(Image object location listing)
------------------------------------------------

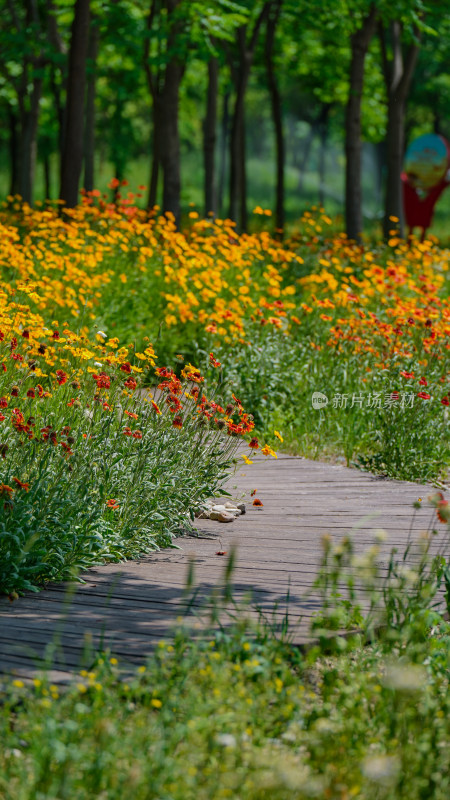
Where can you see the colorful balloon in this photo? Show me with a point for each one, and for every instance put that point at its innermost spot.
(427, 161)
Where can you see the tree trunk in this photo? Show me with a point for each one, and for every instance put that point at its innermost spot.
(156, 157)
(223, 146)
(394, 160)
(305, 155)
(210, 136)
(170, 141)
(72, 156)
(236, 148)
(240, 76)
(28, 144)
(243, 216)
(47, 177)
(323, 136)
(13, 152)
(89, 133)
(360, 42)
(398, 76)
(277, 115)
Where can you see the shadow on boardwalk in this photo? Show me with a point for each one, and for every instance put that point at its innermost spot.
(128, 608)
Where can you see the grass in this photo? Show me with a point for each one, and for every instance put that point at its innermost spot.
(239, 713)
(266, 324)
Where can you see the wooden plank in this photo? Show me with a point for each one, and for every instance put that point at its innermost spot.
(131, 605)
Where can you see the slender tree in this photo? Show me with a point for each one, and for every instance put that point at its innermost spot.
(360, 41)
(398, 73)
(72, 154)
(241, 60)
(89, 132)
(210, 137)
(164, 79)
(277, 114)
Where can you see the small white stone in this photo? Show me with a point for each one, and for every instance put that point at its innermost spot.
(221, 516)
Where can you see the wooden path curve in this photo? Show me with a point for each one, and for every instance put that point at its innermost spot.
(128, 607)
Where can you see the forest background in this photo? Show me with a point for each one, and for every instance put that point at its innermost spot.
(223, 105)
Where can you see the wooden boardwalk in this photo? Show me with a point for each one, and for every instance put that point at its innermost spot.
(128, 607)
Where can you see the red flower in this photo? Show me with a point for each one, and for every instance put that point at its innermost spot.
(22, 485)
(102, 380)
(163, 372)
(443, 510)
(61, 376)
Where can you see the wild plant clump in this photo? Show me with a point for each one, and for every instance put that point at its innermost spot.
(93, 468)
(262, 719)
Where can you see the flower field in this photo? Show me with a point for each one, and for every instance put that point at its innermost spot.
(89, 296)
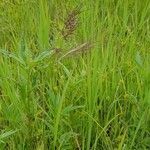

------------------------------------------------

Reproduce the listing above with each occurrence of "innermost spot" replaced by "central spot", leaving everything else unchanged, and omit the pictures from your answer.

■ **Completed task**
Where can you see the colorful balloon in this photo? Show me with a point for each one, and for every instance put that point at its central spot.
(427, 161)
Where can you see the tree trunk in this photo? Show me with a point for each one, and for every instance put that point at its central spot.
(156, 157)
(223, 146)
(394, 160)
(305, 155)
(210, 136)
(170, 141)
(72, 156)
(236, 148)
(240, 76)
(28, 144)
(243, 216)
(47, 177)
(323, 136)
(13, 152)
(89, 133)
(360, 42)
(398, 76)
(277, 115)
Where can you see the shadow on boardwalk in this photo? Show me with a point for each one, and for every instance put that point at its central spot.
(128, 608)
Where can you see the grass in this photo? Show me with a point for each one, and for every instance put that point at its central spot.
(239, 713)
(266, 324)
Where can you see the wooden plank in this photo? Show me with a point for each one, and for every instance put that point at its central spot.
(131, 605)
Where can you see the slender tree in this photo? Show me with a point for each one, and for every instance put that point at its central spot.
(360, 41)
(398, 73)
(72, 154)
(241, 60)
(89, 132)
(210, 137)
(164, 79)
(277, 114)
Where can you see the small white stone in this photo? Show me with a point for each one, and for every instance put that point at its central spot.
(221, 516)
Where can you see the wooden path curve in this photo? Show me with a point for each one, and for every instance put that point at its central spot.
(128, 607)
Where can you see the forest background in this photo? Show me with a point for each one, and for every instance put that point at its central spot.
(223, 105)
Where can you see the wooden boardwalk in this photo? Show me with a point for each one, and for every instance put that point at its central spot.
(128, 607)
Where can you see the red flower in this photo? Show me with a point for each one, and for every instance put that point at its central spot.
(22, 485)
(102, 380)
(163, 372)
(443, 510)
(61, 376)
Where can you see the wild plant clump in this photo? Show me with a point for each one, and for every instance put that point at its central spot.
(93, 468)
(262, 719)
Where can you see the flower field in this photo? Show me with a point for each one, and for every instance put that point at its central spot.
(89, 296)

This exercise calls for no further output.